▶ [EXERCISE INPUTS]:
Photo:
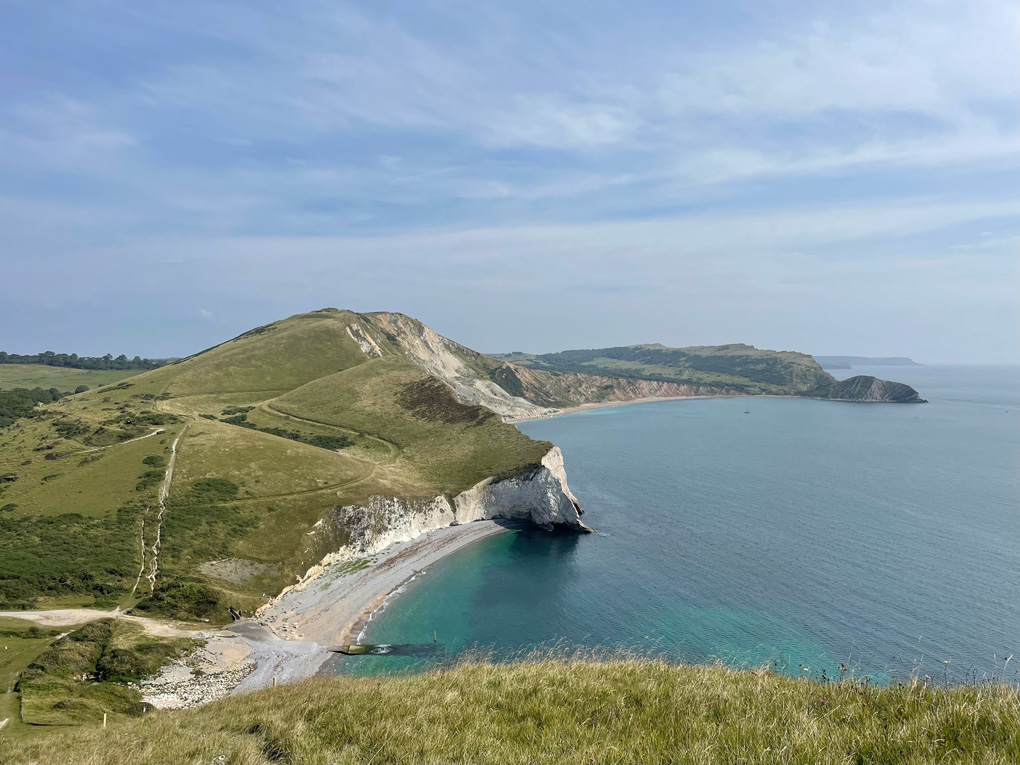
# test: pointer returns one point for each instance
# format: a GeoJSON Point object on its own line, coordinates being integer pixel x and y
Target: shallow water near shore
{"type": "Point", "coordinates": [806, 533]}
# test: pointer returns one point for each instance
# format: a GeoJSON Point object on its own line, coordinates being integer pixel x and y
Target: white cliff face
{"type": "Point", "coordinates": [442, 358]}
{"type": "Point", "coordinates": [540, 495]}
{"type": "Point", "coordinates": [364, 341]}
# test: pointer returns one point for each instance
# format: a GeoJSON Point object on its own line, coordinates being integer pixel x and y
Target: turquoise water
{"type": "Point", "coordinates": [805, 533]}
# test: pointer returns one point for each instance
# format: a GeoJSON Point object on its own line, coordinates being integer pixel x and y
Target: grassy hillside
{"type": "Point", "coordinates": [742, 367]}
{"type": "Point", "coordinates": [555, 712]}
{"type": "Point", "coordinates": [266, 432]}
{"type": "Point", "coordinates": [63, 378]}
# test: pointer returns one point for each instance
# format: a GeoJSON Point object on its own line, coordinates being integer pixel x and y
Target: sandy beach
{"type": "Point", "coordinates": [627, 402]}
{"type": "Point", "coordinates": [291, 640]}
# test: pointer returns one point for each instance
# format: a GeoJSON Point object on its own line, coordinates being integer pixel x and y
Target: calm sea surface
{"type": "Point", "coordinates": [805, 533]}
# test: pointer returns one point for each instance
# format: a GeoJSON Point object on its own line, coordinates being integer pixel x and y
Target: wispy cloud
{"type": "Point", "coordinates": [740, 154]}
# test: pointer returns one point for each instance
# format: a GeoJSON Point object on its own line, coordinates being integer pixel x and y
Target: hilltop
{"type": "Point", "coordinates": [571, 377]}
{"type": "Point", "coordinates": [849, 362]}
{"type": "Point", "coordinates": [212, 479]}
{"type": "Point", "coordinates": [248, 452]}
{"type": "Point", "coordinates": [216, 486]}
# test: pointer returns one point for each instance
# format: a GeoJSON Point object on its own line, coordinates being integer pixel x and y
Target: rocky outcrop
{"type": "Point", "coordinates": [447, 360]}
{"type": "Point", "coordinates": [867, 389]}
{"type": "Point", "coordinates": [576, 388]}
{"type": "Point", "coordinates": [538, 494]}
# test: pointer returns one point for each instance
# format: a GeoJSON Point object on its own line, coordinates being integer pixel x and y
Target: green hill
{"type": "Point", "coordinates": [728, 369]}
{"type": "Point", "coordinates": [266, 434]}
{"type": "Point", "coordinates": [563, 712]}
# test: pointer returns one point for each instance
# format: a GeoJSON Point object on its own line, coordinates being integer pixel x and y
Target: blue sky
{"type": "Point", "coordinates": [832, 177]}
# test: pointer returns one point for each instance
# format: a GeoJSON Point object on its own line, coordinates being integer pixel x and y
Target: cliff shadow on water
{"type": "Point", "coordinates": [506, 573]}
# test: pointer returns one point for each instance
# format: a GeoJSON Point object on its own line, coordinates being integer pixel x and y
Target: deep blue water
{"type": "Point", "coordinates": [806, 533]}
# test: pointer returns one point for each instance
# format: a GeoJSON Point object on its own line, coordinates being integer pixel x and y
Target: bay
{"type": "Point", "coordinates": [805, 534]}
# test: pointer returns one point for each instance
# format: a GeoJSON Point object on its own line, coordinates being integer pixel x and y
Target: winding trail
{"type": "Point", "coordinates": [130, 441]}
{"type": "Point", "coordinates": [392, 448]}
{"type": "Point", "coordinates": [164, 492]}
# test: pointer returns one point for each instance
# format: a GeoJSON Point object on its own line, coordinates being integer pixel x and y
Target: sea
{"type": "Point", "coordinates": [821, 539]}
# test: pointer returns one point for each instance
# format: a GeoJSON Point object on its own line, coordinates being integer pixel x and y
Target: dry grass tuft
{"type": "Point", "coordinates": [565, 710]}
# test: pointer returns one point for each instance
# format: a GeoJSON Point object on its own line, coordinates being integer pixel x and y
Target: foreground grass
{"type": "Point", "coordinates": [564, 712]}
{"type": "Point", "coordinates": [61, 377]}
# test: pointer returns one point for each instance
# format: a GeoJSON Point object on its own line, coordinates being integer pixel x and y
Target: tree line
{"type": "Point", "coordinates": [74, 361]}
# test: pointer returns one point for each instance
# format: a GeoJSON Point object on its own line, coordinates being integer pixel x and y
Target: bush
{"type": "Point", "coordinates": [185, 599]}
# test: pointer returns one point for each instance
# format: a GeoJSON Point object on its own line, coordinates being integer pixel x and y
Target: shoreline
{"type": "Point", "coordinates": [646, 400]}
{"type": "Point", "coordinates": [653, 399]}
{"type": "Point", "coordinates": [292, 640]}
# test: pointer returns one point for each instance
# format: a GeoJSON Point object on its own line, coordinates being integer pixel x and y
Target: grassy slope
{"type": "Point", "coordinates": [442, 443]}
{"type": "Point", "coordinates": [552, 712]}
{"type": "Point", "coordinates": [21, 642]}
{"type": "Point", "coordinates": [300, 373]}
{"type": "Point", "coordinates": [62, 378]}
{"type": "Point", "coordinates": [740, 366]}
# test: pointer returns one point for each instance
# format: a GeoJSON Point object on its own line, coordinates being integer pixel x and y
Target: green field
{"type": "Point", "coordinates": [742, 367]}
{"type": "Point", "coordinates": [61, 377]}
{"type": "Point", "coordinates": [273, 429]}
{"type": "Point", "coordinates": [582, 711]}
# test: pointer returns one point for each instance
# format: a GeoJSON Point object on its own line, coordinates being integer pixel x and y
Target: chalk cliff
{"type": "Point", "coordinates": [869, 390]}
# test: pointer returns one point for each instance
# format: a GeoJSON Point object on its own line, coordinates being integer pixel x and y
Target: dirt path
{"type": "Point", "coordinates": [130, 441]}
{"type": "Point", "coordinates": [391, 447]}
{"type": "Point", "coordinates": [65, 617]}
{"type": "Point", "coordinates": [164, 492]}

▶ [GOAL]:
How many lines in the rows above contain the word "green"? Reply with the number alone.

▶ [FINISHED ANSWER]:
2